»»

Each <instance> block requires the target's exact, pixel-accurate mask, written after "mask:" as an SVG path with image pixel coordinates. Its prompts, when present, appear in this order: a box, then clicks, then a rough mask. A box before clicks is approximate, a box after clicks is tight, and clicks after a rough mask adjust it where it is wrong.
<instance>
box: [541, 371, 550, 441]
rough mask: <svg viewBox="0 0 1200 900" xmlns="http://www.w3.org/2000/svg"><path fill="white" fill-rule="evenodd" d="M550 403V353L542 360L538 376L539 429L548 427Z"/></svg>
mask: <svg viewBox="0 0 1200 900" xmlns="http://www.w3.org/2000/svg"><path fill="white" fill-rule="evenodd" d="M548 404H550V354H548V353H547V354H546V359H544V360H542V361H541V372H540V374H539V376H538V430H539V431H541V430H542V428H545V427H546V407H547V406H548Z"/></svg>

««
»»

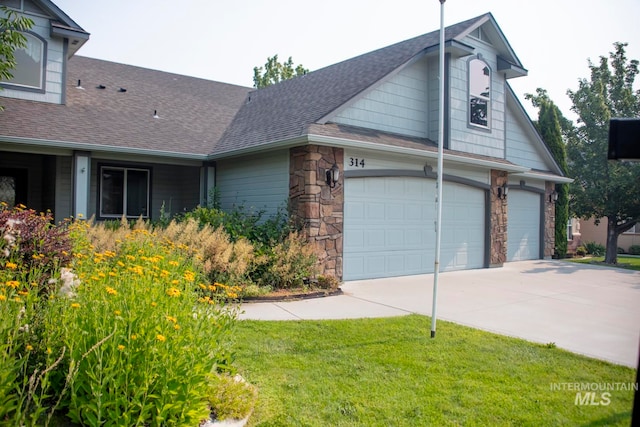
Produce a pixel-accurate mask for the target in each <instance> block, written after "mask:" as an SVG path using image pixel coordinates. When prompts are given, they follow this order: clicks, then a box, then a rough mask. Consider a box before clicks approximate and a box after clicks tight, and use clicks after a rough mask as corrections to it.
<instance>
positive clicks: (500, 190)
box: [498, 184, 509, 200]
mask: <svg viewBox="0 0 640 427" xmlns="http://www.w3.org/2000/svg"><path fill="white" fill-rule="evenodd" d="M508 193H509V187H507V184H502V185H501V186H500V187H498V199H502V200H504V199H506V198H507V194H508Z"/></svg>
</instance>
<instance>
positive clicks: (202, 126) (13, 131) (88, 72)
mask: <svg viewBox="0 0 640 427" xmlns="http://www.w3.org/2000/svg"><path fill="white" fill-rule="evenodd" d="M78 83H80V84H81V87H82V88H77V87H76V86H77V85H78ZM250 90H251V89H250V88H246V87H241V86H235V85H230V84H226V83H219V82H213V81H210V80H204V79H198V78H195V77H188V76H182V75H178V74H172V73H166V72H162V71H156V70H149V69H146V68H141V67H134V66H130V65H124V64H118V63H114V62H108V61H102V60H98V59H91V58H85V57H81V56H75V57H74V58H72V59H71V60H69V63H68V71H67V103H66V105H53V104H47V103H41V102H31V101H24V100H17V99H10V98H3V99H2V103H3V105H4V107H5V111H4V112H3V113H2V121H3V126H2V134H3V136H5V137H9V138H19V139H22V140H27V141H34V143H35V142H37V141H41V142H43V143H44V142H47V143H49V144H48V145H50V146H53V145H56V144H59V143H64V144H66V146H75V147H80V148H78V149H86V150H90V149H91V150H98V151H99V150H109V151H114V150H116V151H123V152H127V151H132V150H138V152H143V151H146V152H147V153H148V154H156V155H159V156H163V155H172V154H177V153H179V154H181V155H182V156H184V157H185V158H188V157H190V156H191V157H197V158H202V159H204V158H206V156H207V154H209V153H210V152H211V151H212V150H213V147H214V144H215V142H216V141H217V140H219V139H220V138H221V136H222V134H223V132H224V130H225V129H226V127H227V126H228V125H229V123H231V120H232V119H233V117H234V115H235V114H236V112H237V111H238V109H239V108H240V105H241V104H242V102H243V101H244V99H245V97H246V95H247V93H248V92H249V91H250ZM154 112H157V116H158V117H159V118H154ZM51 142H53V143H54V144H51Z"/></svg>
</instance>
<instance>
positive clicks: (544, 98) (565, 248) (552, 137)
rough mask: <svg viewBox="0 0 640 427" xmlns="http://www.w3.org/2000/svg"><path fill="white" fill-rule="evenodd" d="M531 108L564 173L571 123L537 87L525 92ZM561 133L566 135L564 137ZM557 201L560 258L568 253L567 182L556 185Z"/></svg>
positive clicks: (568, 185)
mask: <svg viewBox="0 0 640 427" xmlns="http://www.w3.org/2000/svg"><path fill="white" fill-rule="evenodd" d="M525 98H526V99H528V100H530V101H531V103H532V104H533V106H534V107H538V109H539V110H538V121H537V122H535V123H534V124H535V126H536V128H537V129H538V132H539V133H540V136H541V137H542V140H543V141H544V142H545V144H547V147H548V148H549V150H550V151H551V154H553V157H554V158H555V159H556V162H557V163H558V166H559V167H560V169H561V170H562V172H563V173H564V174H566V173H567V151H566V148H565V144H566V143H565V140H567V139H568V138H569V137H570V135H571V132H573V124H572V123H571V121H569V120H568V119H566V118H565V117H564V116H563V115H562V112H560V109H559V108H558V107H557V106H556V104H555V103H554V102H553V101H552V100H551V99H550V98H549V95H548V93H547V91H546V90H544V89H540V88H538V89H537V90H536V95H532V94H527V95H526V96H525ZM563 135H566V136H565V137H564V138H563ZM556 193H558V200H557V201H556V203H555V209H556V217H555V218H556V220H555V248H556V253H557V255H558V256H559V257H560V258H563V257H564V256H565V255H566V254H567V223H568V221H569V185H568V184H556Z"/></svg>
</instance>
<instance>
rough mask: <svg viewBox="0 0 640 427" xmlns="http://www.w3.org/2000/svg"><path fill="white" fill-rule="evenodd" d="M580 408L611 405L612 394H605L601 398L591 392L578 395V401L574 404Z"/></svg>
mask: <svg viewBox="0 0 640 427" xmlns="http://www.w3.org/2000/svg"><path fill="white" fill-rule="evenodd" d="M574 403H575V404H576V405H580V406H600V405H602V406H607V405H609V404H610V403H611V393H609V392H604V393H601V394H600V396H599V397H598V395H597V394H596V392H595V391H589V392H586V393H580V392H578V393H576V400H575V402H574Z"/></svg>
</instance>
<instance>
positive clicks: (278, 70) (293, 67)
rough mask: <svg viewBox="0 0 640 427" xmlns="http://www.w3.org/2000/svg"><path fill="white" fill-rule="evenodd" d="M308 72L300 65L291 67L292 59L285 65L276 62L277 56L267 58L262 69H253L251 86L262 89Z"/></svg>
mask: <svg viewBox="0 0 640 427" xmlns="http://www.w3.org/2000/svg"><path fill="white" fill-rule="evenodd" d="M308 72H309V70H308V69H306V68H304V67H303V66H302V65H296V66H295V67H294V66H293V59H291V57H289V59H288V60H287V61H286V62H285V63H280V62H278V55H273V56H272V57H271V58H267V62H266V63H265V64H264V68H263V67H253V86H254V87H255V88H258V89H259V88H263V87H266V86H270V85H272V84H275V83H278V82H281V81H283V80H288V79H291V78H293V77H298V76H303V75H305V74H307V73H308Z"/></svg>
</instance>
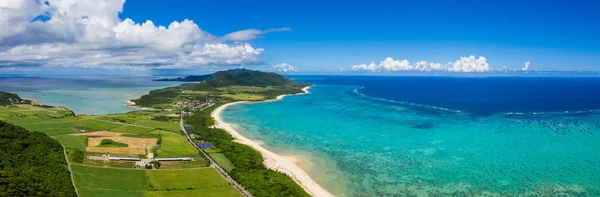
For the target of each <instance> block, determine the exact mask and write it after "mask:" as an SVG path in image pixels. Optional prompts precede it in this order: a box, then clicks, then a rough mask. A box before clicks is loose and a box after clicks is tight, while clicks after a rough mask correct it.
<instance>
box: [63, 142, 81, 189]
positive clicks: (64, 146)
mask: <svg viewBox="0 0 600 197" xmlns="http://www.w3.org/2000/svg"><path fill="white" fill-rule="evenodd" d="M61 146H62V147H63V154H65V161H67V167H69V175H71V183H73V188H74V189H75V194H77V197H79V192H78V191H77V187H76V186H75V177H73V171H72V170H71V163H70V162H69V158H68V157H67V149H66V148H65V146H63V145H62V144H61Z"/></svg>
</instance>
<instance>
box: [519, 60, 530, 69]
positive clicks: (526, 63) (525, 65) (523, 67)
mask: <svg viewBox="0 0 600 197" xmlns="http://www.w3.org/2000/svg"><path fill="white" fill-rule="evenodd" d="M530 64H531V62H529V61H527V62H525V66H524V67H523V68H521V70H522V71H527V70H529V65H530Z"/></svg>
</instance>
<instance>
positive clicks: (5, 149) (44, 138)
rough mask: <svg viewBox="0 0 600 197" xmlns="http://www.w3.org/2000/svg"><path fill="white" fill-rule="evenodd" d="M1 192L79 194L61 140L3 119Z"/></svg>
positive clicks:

««
»»

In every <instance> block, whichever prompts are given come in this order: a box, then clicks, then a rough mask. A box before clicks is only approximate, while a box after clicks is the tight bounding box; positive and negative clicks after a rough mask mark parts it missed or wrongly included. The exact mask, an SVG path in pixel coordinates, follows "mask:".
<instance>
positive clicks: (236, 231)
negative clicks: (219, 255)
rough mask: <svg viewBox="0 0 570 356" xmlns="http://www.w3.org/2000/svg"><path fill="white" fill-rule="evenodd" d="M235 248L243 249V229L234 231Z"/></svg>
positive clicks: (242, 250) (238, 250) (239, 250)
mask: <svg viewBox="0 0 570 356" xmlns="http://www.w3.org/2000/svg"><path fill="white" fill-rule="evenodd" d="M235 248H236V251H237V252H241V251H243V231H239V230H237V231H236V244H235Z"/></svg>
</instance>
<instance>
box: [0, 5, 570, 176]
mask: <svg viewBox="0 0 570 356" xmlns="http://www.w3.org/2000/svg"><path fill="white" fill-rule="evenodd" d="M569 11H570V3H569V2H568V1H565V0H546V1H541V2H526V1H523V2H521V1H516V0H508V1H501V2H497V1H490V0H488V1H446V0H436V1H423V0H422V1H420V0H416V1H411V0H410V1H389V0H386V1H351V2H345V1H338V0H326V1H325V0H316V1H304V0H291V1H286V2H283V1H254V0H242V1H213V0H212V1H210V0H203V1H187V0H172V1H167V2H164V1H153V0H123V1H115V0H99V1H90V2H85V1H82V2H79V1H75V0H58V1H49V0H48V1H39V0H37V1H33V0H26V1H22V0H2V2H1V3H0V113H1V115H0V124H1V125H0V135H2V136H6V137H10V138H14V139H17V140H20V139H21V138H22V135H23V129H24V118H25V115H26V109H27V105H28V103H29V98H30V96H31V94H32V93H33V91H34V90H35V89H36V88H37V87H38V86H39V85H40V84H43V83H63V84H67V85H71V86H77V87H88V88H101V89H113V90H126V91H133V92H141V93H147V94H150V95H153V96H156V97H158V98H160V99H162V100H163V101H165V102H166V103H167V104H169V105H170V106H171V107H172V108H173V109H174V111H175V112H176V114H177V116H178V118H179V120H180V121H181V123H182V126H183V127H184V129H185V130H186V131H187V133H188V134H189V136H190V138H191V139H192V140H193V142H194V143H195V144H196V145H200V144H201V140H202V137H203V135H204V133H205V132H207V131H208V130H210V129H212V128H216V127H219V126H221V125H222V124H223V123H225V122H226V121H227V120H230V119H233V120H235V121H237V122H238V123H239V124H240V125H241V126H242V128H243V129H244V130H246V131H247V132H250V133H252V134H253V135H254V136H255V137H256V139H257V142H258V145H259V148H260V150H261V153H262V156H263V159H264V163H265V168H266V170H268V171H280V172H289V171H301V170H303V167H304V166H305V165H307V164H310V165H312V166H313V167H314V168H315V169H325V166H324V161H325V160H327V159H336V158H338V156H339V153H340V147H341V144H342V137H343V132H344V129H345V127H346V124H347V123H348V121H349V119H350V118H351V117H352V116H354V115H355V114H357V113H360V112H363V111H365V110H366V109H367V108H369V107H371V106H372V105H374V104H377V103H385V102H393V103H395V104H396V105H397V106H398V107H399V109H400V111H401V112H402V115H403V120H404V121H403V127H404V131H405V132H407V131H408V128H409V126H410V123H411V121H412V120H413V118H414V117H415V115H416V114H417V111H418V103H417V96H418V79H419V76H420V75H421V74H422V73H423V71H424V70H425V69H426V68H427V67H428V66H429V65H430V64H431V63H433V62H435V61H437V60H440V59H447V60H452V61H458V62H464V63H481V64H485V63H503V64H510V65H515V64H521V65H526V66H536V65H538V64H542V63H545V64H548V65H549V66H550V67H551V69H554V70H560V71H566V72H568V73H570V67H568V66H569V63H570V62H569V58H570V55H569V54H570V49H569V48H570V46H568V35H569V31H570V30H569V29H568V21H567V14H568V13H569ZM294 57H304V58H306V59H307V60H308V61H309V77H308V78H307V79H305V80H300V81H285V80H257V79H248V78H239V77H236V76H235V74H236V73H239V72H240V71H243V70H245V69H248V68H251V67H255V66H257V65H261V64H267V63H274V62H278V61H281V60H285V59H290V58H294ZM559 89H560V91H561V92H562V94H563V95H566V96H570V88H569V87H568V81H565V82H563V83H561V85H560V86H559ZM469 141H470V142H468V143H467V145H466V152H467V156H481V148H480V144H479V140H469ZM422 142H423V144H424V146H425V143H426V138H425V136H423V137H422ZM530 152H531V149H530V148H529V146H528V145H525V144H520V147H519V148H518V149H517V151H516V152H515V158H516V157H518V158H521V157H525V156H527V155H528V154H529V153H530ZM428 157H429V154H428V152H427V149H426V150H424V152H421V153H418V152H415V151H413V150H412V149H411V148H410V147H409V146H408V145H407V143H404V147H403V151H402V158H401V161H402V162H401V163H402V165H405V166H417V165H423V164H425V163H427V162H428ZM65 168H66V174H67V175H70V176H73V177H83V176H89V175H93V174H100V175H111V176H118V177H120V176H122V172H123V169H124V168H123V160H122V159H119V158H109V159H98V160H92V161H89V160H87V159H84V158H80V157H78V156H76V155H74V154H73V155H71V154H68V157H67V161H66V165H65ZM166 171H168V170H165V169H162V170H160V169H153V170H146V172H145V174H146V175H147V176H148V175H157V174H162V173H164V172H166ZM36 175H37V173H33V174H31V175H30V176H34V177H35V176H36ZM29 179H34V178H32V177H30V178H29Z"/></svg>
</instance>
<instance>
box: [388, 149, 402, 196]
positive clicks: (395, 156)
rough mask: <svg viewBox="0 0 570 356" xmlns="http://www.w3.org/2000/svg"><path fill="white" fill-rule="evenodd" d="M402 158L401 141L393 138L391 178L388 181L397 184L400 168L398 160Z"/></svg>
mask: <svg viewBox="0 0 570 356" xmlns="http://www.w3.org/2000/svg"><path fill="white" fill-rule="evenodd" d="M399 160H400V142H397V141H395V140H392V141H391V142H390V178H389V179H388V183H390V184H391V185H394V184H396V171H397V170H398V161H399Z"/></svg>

««

▶ REQUIRED WORK:
Which lines of the material contain the word "negative"? Collect every one of them in full.

▶ SOLUTION:
In every <instance> block, whichever prompts are given come in this order: a box, then clicks, then a rough mask. A box before clicks is only approximate, while a box after clicks is the tight bounding box; positive and negative clicks after a rough mask mark parts it missed or wrongly included. The exact mask, an SVG path in pixel coordinates, follows "mask:".
negative clicks: (219, 255)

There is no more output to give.